> _任务目标 A_
请列出下面这段计算器摘录中定义的全部函数名称。

> _所给摘录_
实现简单的加减乘除,只需要输入操作数和操作符
输入eg:1 + 2
#include <stdio.h>
#include <stdlib.h>
int add(int a,int b)
{
return a+b;
}
int sub(int a,int b)
{
return a-b;
}
int mul(int a,int b)
{
return a*b;
}
int div1(int a,int b)
{
return a/b;
}
int calc(int a,int b,int (*pfunc)(int ,int ))
{
return pfunc(a,b);
}
input_expre(char *buf,int len)
{
int i=0;
printf("please input expresss\n");
while(1)
{
buf[i]= getchar();
if(buf[i]=='\n')
break;
i++;
if(i>=len)
{
printf("input is error\n");
return -1;
}
}
buf[i]='\0';
return 0;
}
int scanf_ope1(char **s)
{
int data=0;
while(' '==**s)
{
(*s)++;
}
while(**s>'0'&&**s<'9')

> _所示信息_
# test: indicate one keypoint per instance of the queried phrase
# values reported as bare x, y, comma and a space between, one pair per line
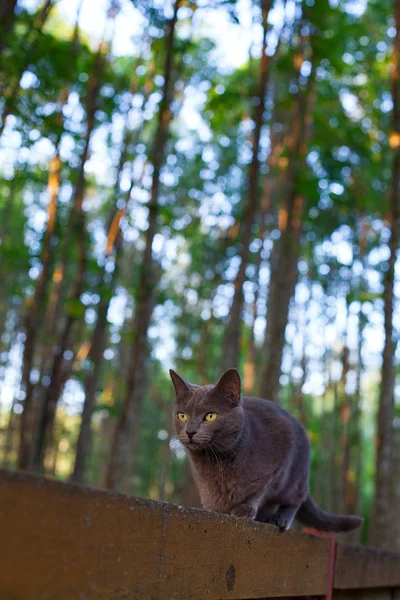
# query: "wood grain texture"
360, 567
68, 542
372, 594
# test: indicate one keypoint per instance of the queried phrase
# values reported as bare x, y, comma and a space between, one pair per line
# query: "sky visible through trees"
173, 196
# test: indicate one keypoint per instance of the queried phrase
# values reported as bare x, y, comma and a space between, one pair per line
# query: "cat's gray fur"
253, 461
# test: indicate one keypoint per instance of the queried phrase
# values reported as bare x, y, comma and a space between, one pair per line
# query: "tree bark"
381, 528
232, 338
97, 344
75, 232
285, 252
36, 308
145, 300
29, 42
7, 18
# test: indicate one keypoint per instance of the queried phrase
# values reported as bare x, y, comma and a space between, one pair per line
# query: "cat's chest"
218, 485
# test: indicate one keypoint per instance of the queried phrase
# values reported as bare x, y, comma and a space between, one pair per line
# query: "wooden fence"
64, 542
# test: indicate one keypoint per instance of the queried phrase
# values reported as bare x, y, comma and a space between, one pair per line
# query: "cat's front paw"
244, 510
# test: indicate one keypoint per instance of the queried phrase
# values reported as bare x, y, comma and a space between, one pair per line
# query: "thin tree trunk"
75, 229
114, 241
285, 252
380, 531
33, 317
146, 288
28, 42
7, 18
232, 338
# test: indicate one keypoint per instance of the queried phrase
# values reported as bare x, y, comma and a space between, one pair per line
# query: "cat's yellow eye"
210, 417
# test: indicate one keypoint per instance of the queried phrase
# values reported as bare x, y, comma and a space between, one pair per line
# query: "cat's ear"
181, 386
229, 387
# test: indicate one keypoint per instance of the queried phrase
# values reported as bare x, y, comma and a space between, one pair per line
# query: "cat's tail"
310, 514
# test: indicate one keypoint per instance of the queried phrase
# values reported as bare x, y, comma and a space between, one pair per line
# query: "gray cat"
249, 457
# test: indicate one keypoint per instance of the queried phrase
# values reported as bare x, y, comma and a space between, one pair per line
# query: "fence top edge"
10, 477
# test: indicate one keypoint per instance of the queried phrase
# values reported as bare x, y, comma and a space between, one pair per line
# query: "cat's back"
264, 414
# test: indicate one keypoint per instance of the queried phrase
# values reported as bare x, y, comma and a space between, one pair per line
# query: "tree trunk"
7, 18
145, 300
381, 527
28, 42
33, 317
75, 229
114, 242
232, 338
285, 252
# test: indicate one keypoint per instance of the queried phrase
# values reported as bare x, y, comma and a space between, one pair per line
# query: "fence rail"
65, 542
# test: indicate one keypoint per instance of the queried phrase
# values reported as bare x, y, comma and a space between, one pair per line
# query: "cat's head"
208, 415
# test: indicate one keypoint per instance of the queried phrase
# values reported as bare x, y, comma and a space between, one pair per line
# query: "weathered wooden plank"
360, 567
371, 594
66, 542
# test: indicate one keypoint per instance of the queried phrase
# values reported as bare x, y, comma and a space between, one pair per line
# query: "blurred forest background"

> _任务目标 B_
从上面的列表中摘出所有含有字符串“fence”的行，大小写须一致。

> _完整回答 A_
add、sub、mul、div1、calc、input_expre、scanf_ope1

> _完整回答 B_
# query: "wooden fence"
# query: "fence top edge"
# query: "fence rail"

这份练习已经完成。